» **EXCERPTED TEXT**:
───
3-Methylcrotonyl-Coa Carboxylase 1 Deficiency

Watchlist
Retrieved
2019-09-22
Source
Trials
Genes
Drugs

A number sign (#) is used with this entry because of evidence that 3-methylcrotonylglycinuria I (MCC1D) is caused by homozygous or compound heterozygous mutation in the gene encoding the alpha subunit of 3-methylcrotonyl-CoA carboxylase (MCCC1; 609010) on chromosome 3q27.

Also see 3-methylcrotonylglycinuria II (MCC2D; 210210), caused by mutation in the beta subunit of 3-methylcrotonyl-CoA carboxylase (MCCC2; 609014).

Clinical Features

Eldjarn et al. (1970) reported a patient with excess urinary excretion of beta-methylcrotonylglycine (MCG). The main clinical features included muscular hypotonia and atrophy, suggestive of a neurologic defect. The disorder was gradually progressive despite a diet low in leucine, which reduced excretion of the abnormal metabolites. Both parents and 2 sibs excreted one of the abnormal metabolites and were considered to be heterozygous. In a follow-up report of the patient reported by Eldjarn et al. (1970), Stokke et al. (1972) noted that biotin was of no therapeutic value. Stokke et al. (1972) identified a deficiency of beta-methylcrotonyl-CoA carboxylase.
───
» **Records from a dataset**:
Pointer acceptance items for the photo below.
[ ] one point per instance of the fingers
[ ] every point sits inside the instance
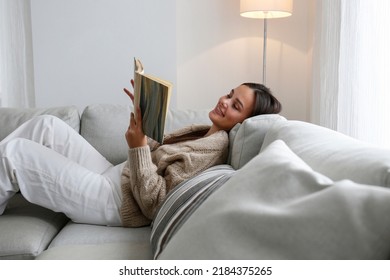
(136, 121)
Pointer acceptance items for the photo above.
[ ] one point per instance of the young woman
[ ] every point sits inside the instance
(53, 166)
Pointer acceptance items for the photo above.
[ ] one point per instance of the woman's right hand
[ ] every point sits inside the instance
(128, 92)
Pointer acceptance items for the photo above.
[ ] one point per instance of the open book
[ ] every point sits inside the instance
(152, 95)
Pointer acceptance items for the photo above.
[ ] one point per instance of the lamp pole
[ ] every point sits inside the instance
───
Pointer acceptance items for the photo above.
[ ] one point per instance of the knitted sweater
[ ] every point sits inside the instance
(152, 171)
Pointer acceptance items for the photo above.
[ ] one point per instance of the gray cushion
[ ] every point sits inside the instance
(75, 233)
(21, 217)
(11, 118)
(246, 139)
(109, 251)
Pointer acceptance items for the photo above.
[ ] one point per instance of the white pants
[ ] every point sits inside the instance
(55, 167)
───
» **REQUIRED ACTION A**:
In the text on 3-methylcrotonyl-CoA carboxylase 1 deficiency, what did Stokke et al. (1972) note about biotin?
» **REQUIRED ACTION B**:
Continue the text on 3-methylcrotonyl-CoA carboxylase 1 deficiency, starting after its final sentence.
These records come from a separate source.

» **TASK ANSWER A**:
Biotin was of no therapeutic value.

» **TASK ANSWER B**:
Tanaka and Isselbacher (1970) observed beta-hydroxyisovaleric aciduria induced by biotin deficiency in an experimental animal model. They concluded that the results, similar to those seen in human MCC deficiency, were caused by a metabolic block of beta-methylcrotonyl-CoA carboxylase, which is dependent on biotin.

Finnie et al. (1976) reported a 3-month-old child who presented with a history of feeding problems and failure to thrive, and later developed seizures and profound irreversible metabolic acidosis. There was gross excretion of 2-oxoglutaric and 3-hydroxyisovaleric (HIVA) acid. Postmortem liver enzyme studies showed a deficiency of 3-methylcrotonyl-CoA carboxylase.

Roth et al. (1976) reported a patient with high urinary excretion of beta-methylcrotonic acid and hydroxyphenyllactic acid, but low excretion of hydroxyisovaleric acid, and suggested that the disorder was acquired secondary to congenital heart disease.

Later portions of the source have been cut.